_Data for this exercise_.
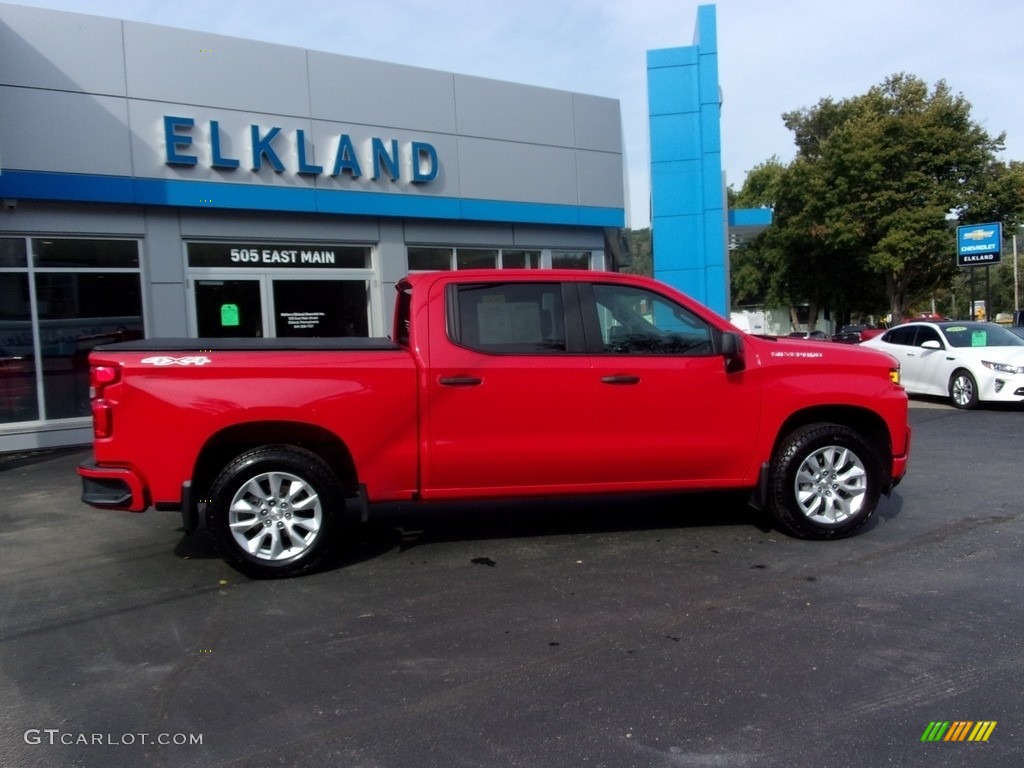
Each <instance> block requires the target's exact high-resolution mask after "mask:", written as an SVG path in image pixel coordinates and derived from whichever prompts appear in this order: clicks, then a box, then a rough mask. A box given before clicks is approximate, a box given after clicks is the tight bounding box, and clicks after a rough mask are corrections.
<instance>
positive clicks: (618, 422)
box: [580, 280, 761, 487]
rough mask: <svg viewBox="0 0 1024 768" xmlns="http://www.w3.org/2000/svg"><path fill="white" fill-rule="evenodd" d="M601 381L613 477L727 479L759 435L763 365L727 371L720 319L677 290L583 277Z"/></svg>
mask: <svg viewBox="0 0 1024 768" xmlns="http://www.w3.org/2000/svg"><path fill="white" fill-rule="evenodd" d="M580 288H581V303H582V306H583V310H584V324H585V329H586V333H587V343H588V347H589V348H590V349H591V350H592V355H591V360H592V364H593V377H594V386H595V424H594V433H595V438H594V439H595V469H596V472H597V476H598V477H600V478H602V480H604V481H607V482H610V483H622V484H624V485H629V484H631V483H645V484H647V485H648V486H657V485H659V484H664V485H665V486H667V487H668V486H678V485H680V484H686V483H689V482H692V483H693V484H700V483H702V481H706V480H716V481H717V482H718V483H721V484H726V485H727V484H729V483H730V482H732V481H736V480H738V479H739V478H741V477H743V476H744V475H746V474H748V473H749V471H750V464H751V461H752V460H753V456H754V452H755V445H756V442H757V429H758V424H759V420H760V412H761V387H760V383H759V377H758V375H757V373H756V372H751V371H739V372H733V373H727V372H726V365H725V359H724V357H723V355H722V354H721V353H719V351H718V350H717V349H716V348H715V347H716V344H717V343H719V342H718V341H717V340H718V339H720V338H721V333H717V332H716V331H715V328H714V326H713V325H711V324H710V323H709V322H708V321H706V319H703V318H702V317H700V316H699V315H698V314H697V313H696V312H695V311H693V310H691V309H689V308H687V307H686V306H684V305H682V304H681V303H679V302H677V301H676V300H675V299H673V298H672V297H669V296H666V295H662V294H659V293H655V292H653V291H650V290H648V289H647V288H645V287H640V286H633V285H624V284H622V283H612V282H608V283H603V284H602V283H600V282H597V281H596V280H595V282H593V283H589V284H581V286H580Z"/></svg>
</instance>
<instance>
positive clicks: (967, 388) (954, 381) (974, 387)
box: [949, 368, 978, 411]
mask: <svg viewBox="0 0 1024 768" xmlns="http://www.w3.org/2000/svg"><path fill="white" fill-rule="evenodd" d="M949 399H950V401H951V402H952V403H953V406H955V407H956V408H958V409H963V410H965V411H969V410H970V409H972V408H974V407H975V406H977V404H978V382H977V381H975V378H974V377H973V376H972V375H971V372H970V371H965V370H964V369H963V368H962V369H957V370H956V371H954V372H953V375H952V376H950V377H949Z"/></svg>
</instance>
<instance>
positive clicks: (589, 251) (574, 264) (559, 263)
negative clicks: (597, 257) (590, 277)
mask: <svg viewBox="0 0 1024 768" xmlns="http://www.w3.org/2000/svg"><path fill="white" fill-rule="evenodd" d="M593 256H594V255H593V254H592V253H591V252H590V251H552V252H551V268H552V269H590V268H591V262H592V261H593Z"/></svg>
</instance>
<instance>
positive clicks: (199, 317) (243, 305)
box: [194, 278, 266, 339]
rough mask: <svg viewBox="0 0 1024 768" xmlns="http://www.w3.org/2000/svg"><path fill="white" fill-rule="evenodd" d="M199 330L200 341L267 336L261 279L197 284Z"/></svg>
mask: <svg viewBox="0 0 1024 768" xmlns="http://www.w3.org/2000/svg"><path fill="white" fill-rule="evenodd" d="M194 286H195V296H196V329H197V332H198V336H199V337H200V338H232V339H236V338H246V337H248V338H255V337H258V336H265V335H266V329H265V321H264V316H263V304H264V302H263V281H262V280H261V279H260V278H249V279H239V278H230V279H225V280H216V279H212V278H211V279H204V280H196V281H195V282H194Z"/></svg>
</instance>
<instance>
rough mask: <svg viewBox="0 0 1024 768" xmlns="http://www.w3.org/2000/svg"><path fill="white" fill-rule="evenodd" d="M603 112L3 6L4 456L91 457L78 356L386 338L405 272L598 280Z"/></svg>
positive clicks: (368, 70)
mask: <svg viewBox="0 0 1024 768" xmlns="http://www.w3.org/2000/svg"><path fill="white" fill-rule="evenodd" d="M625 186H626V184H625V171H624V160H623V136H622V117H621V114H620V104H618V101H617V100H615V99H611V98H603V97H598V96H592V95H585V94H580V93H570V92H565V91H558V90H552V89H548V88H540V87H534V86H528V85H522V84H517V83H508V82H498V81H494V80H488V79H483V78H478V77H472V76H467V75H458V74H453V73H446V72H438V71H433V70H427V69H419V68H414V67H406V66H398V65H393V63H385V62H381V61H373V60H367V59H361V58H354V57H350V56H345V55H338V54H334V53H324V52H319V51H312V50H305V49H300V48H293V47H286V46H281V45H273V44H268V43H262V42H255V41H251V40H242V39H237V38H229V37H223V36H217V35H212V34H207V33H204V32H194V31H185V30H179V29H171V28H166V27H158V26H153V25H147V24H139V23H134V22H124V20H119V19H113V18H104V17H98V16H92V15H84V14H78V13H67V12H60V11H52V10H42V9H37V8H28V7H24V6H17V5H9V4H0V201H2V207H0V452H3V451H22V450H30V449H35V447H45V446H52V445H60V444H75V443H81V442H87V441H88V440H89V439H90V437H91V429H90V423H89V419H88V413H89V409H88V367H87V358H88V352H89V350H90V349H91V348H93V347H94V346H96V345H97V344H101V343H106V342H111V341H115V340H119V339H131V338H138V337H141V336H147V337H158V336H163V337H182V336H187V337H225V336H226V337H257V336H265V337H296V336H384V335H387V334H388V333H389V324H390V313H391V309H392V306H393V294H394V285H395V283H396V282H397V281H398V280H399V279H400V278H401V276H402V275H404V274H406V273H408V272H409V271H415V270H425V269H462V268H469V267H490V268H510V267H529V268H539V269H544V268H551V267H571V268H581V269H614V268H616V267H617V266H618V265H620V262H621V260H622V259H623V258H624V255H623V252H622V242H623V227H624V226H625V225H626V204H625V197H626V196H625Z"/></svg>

---

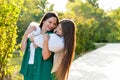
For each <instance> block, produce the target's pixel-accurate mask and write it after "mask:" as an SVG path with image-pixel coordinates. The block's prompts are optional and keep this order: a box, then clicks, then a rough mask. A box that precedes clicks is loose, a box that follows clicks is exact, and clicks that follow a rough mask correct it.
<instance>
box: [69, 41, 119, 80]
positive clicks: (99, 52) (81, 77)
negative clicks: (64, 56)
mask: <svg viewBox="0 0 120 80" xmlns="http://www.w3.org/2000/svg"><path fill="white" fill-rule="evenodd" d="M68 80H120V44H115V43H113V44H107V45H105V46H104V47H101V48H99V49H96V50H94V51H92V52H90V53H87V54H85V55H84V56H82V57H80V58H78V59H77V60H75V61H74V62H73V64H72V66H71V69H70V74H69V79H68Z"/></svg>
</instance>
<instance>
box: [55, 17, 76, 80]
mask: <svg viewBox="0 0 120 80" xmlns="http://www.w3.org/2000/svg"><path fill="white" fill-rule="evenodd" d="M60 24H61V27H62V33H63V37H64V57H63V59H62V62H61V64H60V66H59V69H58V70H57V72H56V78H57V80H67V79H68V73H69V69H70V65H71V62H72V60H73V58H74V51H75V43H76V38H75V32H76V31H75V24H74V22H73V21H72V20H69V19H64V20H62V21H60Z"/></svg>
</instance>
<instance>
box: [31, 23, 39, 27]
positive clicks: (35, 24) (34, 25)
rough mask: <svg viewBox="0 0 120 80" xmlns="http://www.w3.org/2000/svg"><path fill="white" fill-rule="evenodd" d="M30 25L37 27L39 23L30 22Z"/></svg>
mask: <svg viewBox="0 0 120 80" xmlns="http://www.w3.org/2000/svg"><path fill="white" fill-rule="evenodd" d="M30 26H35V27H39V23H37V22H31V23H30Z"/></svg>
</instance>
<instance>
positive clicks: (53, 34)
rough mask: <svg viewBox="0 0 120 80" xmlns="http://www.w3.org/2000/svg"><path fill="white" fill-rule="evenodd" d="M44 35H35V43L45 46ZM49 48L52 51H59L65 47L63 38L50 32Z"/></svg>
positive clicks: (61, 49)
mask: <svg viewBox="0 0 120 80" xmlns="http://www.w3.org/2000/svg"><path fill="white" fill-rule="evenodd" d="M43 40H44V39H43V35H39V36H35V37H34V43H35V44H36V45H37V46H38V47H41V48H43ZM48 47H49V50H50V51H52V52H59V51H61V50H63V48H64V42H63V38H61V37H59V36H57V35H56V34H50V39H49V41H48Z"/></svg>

_Instructions to follow_. Update everything from the line containing "Each <instance> block requires" down to the line containing "box: [580, 280, 761, 487]" by changing "high-resolution" to "full-resolution" and leaving all else unchanged. Return only those lines.

_Output for this task_.
Each <instance> block requires the target's exact full-resolution mask after "mask:", written as an SVG path in image pixel coordinates and derived from whichever prompts appear in this order: clicks, then a box, then a rough mask. A box given before clicks is approximate, a box given after clicks is the tight bounding box, and clicks after a rough mask are corrections.
<instance>
positive clicks: (618, 422)
box: [580, 280, 761, 487]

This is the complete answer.